# TEXT TO READ
::::

Heritage Apples

Winesap Apples

Heritage Apple Trees

This will be an ever increasing list as we plant more trees.

As with other heritage breeds that we have on our farm, we also have included apples and other fruits that have historical or other intrinsic value.  We try to consider ourselves amateur pomologists.  So finding new fruiting trees has always been of great interest to us.

We are losing touch with our past and apples are just another item that is being lost.  At one time there were over 5,000 varieties of apples in the United States, now we have less than half that number.  Our commercial apples are, but a few types and most of them have very little flavor.  We grow both culinary and cider apples.

If you have the space you should do our agricultural history a favor and plant a heritage apple tree.

Most of our trees started in our orchard, but now most are growing in our fence rows.  We also have nursery beds in which we grow our new grafts and rootstock.  If you have or need scion wood for your own grafts just get in touch with us and we will send you some scion wood.

The apple information below is from various sources;  sorry for not properly citing.

 
Ashmead’s Kernel

An apple of English origin and one of the best high-quality dessert apples available. It originated about 1700 in the gardens of Thomas Ashmead of Gloucester, England. Though not considered an attractive apple, the tremendous flavor more than compensates for its appearance. The flavor has been variously described as “strong, sweet-sharp intense”, “sweet yet a little acid” and “mouth-puckering.” The apple’s flavor is indeed strong and intense when first picked, but sweetens and mellows greatly after several weeks in storage. The yellowish-green skin has an occasional light-orange blush, and is almost completely covered with a fine gray-brown russet coating. The yellowish-white flesh is crisp, firm and juicy. Ripens September to October.

 

 
Black Oxford

originated in Maine, probably in the late 18th century. It is a late apple that was a favorite for years, and is enjoying renewed popularity today. Medium-sized, round fruit, deep purple with a blackish bloom. Excellent culinary, cider and dessert apple. Stores well.

 

 
Chestnut

Early Fall. Small golf-ball-sized fruit with truly excellent fresh eating qualities. Yellow and bronze-red skin with some russeting. Firm crisp juicy fine-grained very sweet yellowish flesh. Not a keeper, but can be stored for a month or so. Vigorous, somewhat weeping, medium-sized productive tree.

 

 
Cox’s Orange Pippin

One of the truly great fresh eating dessert apples. It originated in 1825 in England from seeds of Ribston Pippin. Superlatives abound when describing the flavor – spicy, honeyed, nutty, pear-like. A rich, full flavored apple with a pleasing aroma. Fruit is medium sized with yellowish skin flushed with an attractive reddish-orange blush. Cream colored flesh is fine-grained, firm and juicy. Ripens September to October and keeps until January.

 

 
Dabinett

An old English cider apple which arose in Martock, Somerset, England. It is a small, greenish-yellow apple believed to be a seedling of Chisel Jersey. It produces a sweet, astringent juice which makes a soft, full-bodied vintage cider. A very aromatic apple which can be picked in November.

 

 
Esopus Spitzenburg

(Spitzenburg, True Spitzenburg) – Originated Esopus, New York 1800’s. Fabled as all-time favorite of Thomas Jefferson. Apple is medium to large with bright red skin mixed with splashes of orange and having crisp, yellow, aromatic flesh. Ripens in September.

::::

# EXTRACTED INFORMATION
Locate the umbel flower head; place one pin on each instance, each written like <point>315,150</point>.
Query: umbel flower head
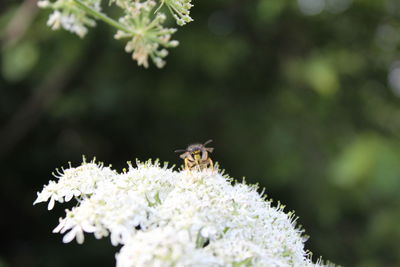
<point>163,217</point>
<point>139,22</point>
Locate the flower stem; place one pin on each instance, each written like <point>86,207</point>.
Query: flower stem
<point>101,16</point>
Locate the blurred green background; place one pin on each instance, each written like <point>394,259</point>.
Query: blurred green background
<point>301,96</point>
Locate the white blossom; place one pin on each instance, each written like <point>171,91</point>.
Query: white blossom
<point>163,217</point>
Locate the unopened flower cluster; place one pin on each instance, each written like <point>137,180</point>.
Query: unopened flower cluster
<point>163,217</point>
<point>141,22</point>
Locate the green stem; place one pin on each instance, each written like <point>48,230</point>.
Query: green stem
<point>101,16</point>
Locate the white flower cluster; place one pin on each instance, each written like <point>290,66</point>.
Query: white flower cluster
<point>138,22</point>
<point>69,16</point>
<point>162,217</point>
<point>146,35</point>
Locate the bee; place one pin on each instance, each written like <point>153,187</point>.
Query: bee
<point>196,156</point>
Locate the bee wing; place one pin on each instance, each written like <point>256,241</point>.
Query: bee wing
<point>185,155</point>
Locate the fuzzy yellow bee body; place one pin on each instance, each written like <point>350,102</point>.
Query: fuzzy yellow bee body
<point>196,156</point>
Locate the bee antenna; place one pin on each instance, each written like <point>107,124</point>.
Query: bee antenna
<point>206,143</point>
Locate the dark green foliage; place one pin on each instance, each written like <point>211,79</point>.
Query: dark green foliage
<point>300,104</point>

::::

# CHALLENGES
a) Transcribe the passage of the heritage apples text starting with "If you have the" and going on through "not properly citing.".
b) Render this sentence from the heritage apples text in Spanish: "At one time there were over 5,000 varieties of apples in the United States, now we have less than half that number."

# RESPONSES PER TASK
a)
If you have the space you should do our agricultural history a favor and plant a heritage apple tree.

Most of our trees started in our orchard, but now most are growing in our fence rows.  We also have nursery beds in which we grow our new grafts and rootstock.  If you have or need scion wood for your own grafts just get in touch with us and we will send you some scion wood.

The apple information below is from various sources;  sorry for not properly citing.

b) En un tiempo hubo más de 5.000 variedades de manzanas en los Estados Unidos; ahora tenemos menos de la mitad de esa cifra.